WHAT NEEDS TO BE DONE: Please copy the records from the line with "task: segment the pink petal" through the line with "126 343 L 132", inclusive, and substitute "rose petal" for "pink petal" while leaving everything else the same.

>> Begin EXTRACTED ENTRIES

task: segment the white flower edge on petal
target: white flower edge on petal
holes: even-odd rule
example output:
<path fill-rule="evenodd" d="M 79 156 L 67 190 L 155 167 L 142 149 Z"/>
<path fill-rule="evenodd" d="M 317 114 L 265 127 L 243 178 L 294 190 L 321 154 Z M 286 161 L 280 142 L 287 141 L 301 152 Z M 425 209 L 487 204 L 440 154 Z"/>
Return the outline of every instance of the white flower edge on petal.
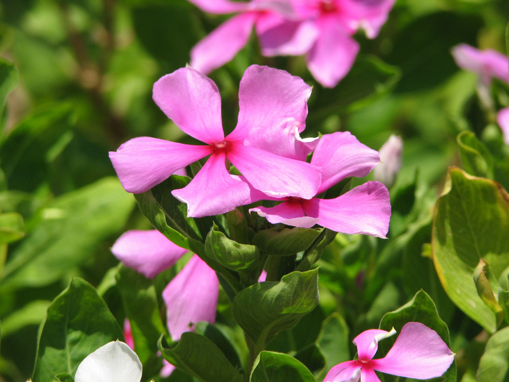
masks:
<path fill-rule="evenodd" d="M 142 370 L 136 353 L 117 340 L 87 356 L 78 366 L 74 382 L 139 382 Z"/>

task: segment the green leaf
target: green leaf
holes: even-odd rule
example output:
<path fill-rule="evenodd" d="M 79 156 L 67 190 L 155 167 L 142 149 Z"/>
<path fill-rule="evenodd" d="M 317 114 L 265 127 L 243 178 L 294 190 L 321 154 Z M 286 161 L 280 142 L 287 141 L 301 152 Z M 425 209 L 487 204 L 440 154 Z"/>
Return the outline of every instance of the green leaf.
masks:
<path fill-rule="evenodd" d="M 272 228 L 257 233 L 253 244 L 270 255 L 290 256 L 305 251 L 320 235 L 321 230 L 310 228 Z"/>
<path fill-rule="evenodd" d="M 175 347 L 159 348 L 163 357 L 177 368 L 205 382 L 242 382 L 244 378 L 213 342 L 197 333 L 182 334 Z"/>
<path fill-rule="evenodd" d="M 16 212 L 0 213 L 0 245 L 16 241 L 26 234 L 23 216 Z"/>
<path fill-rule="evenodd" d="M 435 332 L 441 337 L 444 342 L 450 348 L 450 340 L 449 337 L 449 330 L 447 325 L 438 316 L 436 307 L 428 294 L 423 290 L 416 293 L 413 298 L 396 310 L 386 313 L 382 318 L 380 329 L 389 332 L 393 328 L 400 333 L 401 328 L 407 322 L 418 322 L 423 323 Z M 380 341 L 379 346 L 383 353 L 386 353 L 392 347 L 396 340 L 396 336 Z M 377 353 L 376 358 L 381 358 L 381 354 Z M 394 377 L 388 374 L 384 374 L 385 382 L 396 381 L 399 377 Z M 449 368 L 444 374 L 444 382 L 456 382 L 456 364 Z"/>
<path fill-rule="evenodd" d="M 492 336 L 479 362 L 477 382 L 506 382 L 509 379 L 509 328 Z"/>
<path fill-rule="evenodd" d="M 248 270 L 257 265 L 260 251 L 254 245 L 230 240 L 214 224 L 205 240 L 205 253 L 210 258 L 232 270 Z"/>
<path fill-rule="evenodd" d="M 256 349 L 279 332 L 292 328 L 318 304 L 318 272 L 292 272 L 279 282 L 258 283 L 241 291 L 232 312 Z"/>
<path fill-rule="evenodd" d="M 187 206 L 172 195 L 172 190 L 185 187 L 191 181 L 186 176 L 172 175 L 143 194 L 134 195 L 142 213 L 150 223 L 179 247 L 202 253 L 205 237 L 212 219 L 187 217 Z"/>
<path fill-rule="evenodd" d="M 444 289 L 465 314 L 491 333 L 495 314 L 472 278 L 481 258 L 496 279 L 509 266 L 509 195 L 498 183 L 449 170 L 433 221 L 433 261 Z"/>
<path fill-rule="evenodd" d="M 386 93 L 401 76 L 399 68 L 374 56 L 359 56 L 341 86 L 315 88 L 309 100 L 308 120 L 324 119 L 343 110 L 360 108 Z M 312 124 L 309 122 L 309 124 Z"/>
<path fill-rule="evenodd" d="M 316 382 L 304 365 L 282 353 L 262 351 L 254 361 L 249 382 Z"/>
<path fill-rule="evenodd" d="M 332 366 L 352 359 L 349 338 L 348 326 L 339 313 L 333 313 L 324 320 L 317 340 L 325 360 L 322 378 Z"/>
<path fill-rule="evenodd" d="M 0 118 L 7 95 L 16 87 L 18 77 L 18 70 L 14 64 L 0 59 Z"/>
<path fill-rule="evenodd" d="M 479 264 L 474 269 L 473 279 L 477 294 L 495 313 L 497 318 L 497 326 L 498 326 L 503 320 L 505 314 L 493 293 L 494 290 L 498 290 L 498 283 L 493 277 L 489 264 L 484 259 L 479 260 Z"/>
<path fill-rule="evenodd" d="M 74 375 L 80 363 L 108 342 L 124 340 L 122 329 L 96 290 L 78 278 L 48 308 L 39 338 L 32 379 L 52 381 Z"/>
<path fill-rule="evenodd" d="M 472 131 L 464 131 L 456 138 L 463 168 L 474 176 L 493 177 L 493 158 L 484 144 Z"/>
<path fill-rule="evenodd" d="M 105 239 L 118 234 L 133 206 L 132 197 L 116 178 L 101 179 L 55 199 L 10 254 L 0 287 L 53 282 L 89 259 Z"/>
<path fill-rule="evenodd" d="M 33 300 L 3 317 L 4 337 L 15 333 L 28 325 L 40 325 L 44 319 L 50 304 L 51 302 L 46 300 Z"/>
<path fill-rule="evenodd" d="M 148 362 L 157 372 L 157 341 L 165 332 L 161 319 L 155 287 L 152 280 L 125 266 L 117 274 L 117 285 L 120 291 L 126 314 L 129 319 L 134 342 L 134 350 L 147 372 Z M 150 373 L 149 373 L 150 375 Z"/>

>> End EXTRACTED ENTRIES
>> Begin EXTRACTED ENTRIES

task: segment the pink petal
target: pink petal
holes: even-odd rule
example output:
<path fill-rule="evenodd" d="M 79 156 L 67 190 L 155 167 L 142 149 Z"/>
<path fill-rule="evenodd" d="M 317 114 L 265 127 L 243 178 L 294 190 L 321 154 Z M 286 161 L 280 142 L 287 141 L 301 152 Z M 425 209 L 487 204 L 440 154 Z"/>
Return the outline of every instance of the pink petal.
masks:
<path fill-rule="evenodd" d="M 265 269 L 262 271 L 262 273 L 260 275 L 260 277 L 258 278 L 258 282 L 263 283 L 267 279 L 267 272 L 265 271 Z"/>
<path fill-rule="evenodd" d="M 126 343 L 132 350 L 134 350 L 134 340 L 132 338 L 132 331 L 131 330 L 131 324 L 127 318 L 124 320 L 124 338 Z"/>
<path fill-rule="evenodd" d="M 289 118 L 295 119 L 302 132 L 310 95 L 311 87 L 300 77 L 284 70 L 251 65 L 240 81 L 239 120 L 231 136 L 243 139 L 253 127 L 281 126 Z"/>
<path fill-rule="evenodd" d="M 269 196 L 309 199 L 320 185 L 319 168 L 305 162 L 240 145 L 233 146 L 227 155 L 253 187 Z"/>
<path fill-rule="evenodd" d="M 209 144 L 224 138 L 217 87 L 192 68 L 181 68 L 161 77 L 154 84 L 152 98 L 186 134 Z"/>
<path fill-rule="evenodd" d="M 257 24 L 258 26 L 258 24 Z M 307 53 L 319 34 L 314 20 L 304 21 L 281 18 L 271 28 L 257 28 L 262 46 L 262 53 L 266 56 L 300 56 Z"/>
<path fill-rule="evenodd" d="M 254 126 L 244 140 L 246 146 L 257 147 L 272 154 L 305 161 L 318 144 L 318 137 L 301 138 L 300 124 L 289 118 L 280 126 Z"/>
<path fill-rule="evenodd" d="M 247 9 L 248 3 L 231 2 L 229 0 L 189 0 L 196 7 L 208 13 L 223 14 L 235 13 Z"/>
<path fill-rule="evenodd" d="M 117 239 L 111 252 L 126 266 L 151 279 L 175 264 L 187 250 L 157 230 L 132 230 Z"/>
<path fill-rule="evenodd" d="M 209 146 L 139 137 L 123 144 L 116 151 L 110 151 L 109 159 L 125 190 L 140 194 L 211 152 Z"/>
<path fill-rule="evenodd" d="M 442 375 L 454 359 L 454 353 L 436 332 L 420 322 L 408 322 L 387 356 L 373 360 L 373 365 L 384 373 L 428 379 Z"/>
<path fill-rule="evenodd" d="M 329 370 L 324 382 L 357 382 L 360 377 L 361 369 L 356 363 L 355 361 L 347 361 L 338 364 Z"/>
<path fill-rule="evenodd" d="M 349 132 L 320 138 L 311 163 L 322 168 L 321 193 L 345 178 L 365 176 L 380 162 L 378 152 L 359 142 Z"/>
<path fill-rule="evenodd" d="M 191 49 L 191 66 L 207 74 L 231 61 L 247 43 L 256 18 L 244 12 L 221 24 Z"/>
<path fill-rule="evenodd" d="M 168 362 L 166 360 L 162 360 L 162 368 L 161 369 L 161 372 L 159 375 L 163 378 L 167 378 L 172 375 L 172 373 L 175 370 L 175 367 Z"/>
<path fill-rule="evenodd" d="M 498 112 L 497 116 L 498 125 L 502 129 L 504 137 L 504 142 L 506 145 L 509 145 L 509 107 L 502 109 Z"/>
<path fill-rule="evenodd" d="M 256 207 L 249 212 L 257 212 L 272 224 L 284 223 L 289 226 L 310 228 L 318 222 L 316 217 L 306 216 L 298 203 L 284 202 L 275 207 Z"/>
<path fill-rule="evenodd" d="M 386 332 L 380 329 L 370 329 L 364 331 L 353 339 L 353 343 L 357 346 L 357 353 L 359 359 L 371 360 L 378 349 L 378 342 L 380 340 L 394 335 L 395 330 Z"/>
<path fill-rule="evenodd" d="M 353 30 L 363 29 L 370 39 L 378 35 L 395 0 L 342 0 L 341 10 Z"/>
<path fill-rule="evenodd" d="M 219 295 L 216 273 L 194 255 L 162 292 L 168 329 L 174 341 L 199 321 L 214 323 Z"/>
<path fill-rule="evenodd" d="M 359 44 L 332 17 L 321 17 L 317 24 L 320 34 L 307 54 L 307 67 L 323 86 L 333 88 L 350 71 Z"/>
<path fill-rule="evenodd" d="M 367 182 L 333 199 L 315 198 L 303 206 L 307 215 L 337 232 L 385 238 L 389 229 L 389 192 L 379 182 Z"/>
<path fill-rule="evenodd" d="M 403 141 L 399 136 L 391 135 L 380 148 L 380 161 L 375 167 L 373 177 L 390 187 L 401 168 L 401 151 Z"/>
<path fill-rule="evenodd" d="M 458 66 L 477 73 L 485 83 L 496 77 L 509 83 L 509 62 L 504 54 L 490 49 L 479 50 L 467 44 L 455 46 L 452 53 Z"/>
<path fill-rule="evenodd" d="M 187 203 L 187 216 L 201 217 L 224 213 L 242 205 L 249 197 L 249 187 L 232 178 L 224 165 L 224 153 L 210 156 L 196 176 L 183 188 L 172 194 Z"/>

>> End EXTRACTED ENTRIES
>> Begin EXTRACTED ENTRIES

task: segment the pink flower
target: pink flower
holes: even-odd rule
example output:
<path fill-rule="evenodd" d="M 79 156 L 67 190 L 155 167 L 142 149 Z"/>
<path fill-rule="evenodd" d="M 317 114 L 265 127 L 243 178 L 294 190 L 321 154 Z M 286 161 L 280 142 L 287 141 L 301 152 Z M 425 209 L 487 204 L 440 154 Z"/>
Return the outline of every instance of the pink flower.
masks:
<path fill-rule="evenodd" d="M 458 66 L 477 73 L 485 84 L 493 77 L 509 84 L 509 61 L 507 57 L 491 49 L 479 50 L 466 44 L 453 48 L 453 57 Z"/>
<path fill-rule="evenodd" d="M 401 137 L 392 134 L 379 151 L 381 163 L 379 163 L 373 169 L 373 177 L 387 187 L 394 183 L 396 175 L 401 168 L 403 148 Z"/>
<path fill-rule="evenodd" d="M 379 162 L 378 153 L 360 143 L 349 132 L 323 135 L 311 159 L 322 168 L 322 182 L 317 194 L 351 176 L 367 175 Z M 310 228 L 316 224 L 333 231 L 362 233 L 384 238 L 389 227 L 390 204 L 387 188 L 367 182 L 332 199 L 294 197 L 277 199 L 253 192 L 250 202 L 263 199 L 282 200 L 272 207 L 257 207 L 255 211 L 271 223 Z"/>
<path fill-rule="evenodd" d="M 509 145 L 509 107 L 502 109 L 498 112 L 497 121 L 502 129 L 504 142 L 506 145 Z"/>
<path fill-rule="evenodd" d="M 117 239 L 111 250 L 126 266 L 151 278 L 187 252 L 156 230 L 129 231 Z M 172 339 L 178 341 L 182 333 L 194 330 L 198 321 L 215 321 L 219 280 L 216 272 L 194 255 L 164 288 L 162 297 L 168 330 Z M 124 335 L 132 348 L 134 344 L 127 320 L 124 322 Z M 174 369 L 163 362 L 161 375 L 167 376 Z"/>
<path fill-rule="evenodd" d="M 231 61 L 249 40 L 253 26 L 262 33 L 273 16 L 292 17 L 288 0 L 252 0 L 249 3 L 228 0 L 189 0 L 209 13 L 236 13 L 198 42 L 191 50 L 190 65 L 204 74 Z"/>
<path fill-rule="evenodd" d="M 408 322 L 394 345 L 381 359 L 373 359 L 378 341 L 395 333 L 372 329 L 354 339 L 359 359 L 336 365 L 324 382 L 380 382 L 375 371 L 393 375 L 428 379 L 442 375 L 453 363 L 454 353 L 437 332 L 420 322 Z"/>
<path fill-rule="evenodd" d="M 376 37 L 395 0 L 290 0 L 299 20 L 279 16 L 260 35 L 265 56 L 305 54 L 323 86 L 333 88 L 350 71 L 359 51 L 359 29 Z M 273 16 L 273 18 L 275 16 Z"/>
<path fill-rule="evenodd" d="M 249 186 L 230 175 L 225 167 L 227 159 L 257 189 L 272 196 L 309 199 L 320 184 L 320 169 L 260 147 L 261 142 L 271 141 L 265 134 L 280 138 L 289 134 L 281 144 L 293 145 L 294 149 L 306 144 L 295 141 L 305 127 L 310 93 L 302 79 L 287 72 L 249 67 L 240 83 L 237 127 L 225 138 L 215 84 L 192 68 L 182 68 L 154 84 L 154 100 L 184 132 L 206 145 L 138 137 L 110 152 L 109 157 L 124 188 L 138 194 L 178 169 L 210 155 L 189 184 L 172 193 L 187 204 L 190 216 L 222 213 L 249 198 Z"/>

>> End EXTRACTED ENTRIES

RESPONSE TO THE EXERCISE:
task: segment the rose petal
target: rose petal
holes: even-odd rule
example output:
<path fill-rule="evenodd" d="M 79 156 L 67 190 L 155 167 L 142 149 Z"/>
<path fill-rule="evenodd" d="M 317 114 L 265 127 L 243 178 L 294 190 L 321 154 Z M 286 161 L 280 142 L 287 141 L 301 152 Z M 425 209 L 487 204 L 440 154 Z"/>
Return the outline of every instance of the rose petal.
masks:
<path fill-rule="evenodd" d="M 265 269 L 262 271 L 262 273 L 260 275 L 260 277 L 258 278 L 258 282 L 263 283 L 267 279 L 267 272 L 265 271 Z"/>
<path fill-rule="evenodd" d="M 126 343 L 132 350 L 134 350 L 134 340 L 132 338 L 132 331 L 131 330 L 131 324 L 127 318 L 124 320 L 124 338 Z"/>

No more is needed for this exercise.